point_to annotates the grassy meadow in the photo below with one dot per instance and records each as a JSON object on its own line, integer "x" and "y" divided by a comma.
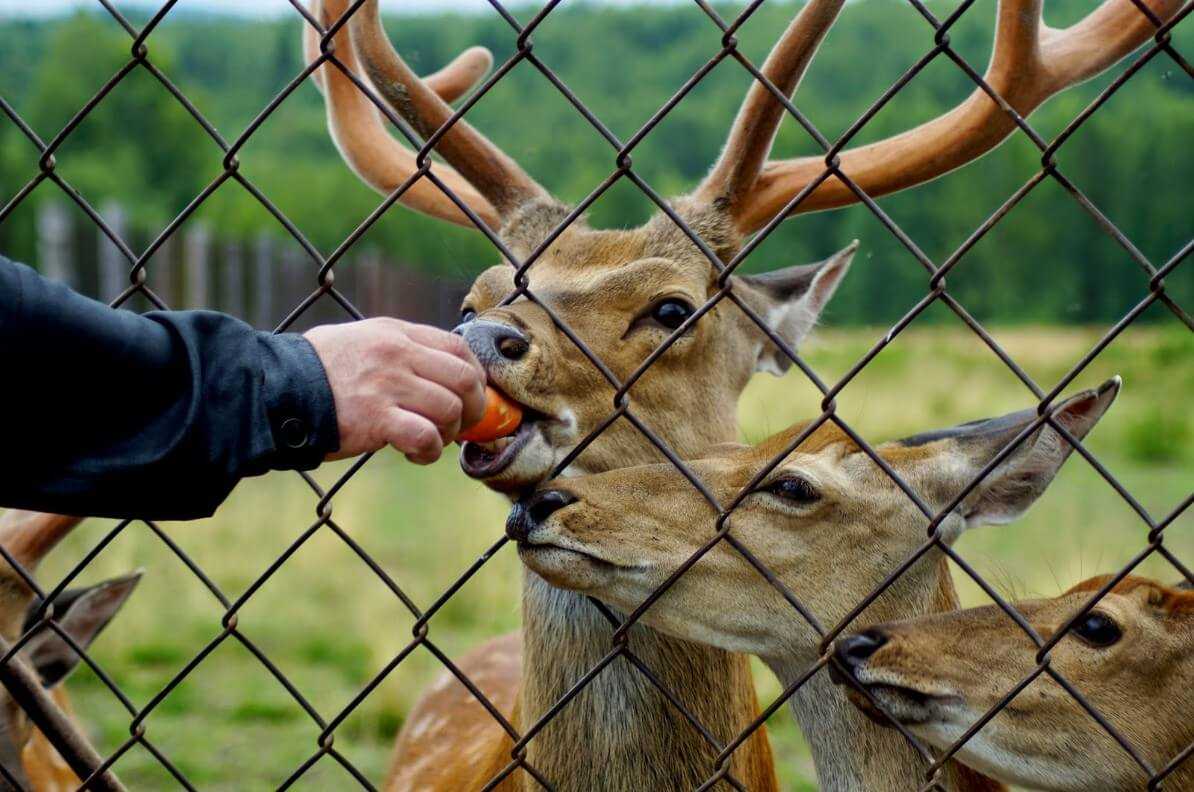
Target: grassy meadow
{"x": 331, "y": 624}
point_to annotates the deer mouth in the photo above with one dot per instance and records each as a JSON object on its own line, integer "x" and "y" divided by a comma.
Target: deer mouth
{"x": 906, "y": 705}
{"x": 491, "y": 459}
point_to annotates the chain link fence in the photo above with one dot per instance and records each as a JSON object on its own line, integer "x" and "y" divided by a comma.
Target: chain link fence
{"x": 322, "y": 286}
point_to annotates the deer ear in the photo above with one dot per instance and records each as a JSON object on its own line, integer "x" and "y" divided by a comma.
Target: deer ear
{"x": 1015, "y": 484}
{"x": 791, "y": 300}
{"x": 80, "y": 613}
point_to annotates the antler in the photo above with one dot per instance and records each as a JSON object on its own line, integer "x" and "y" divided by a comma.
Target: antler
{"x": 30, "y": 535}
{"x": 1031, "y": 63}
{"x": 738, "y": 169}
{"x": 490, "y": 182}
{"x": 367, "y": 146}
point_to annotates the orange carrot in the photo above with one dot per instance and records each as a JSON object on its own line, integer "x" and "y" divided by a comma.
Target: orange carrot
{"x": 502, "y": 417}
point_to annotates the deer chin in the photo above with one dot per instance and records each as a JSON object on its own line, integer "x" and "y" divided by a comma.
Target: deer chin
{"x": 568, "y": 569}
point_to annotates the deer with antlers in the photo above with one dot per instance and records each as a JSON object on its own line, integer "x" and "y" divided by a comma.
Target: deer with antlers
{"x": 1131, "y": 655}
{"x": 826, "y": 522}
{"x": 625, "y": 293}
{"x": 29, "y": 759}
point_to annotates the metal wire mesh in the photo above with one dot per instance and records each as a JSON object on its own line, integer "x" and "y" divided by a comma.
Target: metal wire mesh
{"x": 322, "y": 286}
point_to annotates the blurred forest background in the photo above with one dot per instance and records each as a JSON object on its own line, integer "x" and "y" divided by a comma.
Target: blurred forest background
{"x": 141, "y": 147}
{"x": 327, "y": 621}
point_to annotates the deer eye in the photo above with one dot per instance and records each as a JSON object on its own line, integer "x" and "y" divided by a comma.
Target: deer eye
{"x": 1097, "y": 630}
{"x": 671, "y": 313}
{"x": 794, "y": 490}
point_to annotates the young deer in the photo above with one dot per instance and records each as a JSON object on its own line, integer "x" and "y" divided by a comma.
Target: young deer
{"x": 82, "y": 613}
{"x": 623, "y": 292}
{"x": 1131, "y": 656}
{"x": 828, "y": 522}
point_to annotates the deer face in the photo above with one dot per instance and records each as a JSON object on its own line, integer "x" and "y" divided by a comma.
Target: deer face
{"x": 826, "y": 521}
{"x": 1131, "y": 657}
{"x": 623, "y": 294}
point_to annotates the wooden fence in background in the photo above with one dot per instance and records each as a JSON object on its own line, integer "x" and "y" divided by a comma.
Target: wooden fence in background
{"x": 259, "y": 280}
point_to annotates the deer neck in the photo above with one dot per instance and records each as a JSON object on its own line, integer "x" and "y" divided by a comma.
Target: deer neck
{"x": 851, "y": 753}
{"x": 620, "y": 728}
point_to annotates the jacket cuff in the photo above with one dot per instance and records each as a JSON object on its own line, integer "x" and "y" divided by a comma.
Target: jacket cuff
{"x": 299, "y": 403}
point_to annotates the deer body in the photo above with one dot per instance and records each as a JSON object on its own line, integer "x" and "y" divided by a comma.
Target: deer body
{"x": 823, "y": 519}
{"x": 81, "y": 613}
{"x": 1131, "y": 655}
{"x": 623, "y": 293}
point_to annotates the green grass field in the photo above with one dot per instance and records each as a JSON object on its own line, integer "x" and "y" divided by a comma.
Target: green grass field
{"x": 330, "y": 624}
━━━━
Exercise description:
From the listing above, print every entry precisely and drop the pictures.

Answer to the exercise:
point_to annotates the grassy meadow in the photo below with one dot per instance and records each as a JSON object on its own line, integer "x" and "y" divided by a comma.
Target: grassy meadow
{"x": 331, "y": 624}
point_to annotates the deer mouth in the photo above with one dot per instance and records each as a JSON object on its own line, integer "x" and "y" divided by a comma.
Target: deer mouth
{"x": 906, "y": 705}
{"x": 491, "y": 459}
point_to annotates the chain link fence in the photo above with one dot per instance and records each as a JSON object on its own line, integer "x" and "y" divided by a comma.
Target: chain link fence
{"x": 322, "y": 286}
point_to annotates the deer ear in the photo above with one dot per instance and records each as a JSON object on its own line, integer "x" and "y" divided by a comma.
Target: deer ear
{"x": 1015, "y": 484}
{"x": 791, "y": 300}
{"x": 80, "y": 613}
point_to annotates the antler in the photo above with one dot per instance and records each as a JSON object on its own line, integer "x" and "y" divided by a comma.
Target: antler
{"x": 30, "y": 535}
{"x": 1031, "y": 63}
{"x": 738, "y": 169}
{"x": 490, "y": 182}
{"x": 367, "y": 146}
point_to annotates the orange carrot in the photo above with one dot per instance and records each as a JSON object on its own line, integer "x" and "y" divided by a comma.
Target: orange carrot
{"x": 502, "y": 417}
point_to annotates the deer chin in the photo above with one dot per instance and records each as a JSON object on its own line, integer "x" and "y" divided by a comma.
Target: deer chin
{"x": 568, "y": 569}
point_to annotates the deer with antlers in the photo above with one dot per instance and records each as a JSON object on its own line, integer "x" and "y" divided by a comma.
Target: deer with antlers
{"x": 1131, "y": 655}
{"x": 826, "y": 522}
{"x": 625, "y": 293}
{"x": 29, "y": 759}
point_to annotates the metal wire mesh in the photo above with one dot per instance and records each as a JSON object on its own line, integer "x" and "y" divided by a comma.
Target: metal wire mesh
{"x": 322, "y": 286}
point_to annotates the blurred forest background in the photo above with one dot per instance and records each as a JSON object on its own line, integer "x" and "y" divided by a comma.
Target: blurred forest background
{"x": 141, "y": 147}
{"x": 327, "y": 621}
point_to annotates the deer eye in the photo above with one dot per instance and records each as a JSON object on its own line, integer "x" and "y" divided by a comma.
Target: deer eye
{"x": 1097, "y": 630}
{"x": 671, "y": 313}
{"x": 794, "y": 490}
point_to annotates the young deer in the photo above with one dot per instance and records each as a JSON object on its own line, integer "x" and "y" divided by a comma.
Target: young deer
{"x": 82, "y": 613}
{"x": 623, "y": 292}
{"x": 1131, "y": 656}
{"x": 828, "y": 522}
point_to annotates the deer face in the photo above with one dot per instance and records each as a JSON object on its own line, integer "x" and "y" divided by a comma.
Target: deer face
{"x": 826, "y": 521}
{"x": 1131, "y": 657}
{"x": 623, "y": 294}
point_to annotates the wooden fence in background in the photo above with one dot per instance and records each as a JSON object on its own line, integer "x" and "y" divided by a comma.
Target: wooden fence in background
{"x": 259, "y": 280}
point_to annotates the deer neck in the photo above with one dot per instance and records each as a JSON object on its own line, integer "x" and "y" divided by a comma.
Target: deer neck
{"x": 851, "y": 753}
{"x": 620, "y": 728}
point_to annotates the jacket cuff in the photo above with one dot per instance and records each as a JSON object on its own line, integer "x" and "y" divided by a comma.
Target: jacket cuff
{"x": 299, "y": 403}
point_to annotates the deer body in the photo above with one dot per instance and records each as a JSON object on its own line, integer "x" and "y" divided by a comma.
Target: deer body
{"x": 823, "y": 519}
{"x": 81, "y": 613}
{"x": 1131, "y": 655}
{"x": 623, "y": 293}
point_to annotates the green grass field in the photo above with one dot per instance and records each as a JSON object on its own line, integer "x" and "y" divided by a comma.
Target: green grass field
{"x": 330, "y": 624}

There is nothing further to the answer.